引用原文:
──────────
Codeforces Round #200 (Div. 1) D Water Tree 树链剖分 or dfs序

Water Tree

给出一棵树，有三种操作：

1 x：把以x为子树的节点全部置为1

2 x：把x以及他的所有祖先全部置为0

3 x：询问节点x的值

分析：

　　昨晚看完题，马上想到直接树链剖分，在记录时间戳时需要记录一下出去时的时间戳，然后就是很裸很裸的树链剖分了。

　　稳稳的黄名节奏，因为一点私事所以没做导致延迟了

　　

　　(ps：后来想了一下，不用树链剖分直接dfs序维护也行。。。)

#include <set>
#include <map>
#include <list>
#include <cmath>
#include <queue>
#include <stack>
#include <string>
#include <vector>
#include <cstdio>
#include <cstring>
#include <iostream>
#include <algorithm>

using namespace std;

typedef long long ll;
typedef unsigned long long ull;

#define debug puts("here")
#define rep(i,n) for(int i=0;i<n;i++)
#define rep1(i,n) for(int i=1;i<=n;i++)
#define REP(i,a,b) for(int i=a;i<=b;i++)
#define foreach(i,vec) for(unsigned i=0;i<vec.size();i++)
──────────
所给资料:
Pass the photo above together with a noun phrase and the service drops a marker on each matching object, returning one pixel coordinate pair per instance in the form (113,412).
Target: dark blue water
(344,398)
──────────
简短任务 1: 逐字抄录这篇题解中从"typedef long long"起、一直到"rep1(i,n) for(int i=1;i<=n;i++)"为止的部分。
简短任务 2: 这篇题解的作者说本来是"稳稳的黄名节奏"，文中给出的延迟原因是什么？请用一到三句话说明。
以上材料与这篇题解彼此独立。

书面回答 1:
typedef long long ll;
typedef unsigned long long ull;

#define debug puts("here")
#define rep(i,n) for(int i=0;i<n;i++)
#define rep1(i,n) for(int i=1;i<=n;i++)

书面回答 2: 作者说因为一点私事，所以没有做，由此导致了延迟。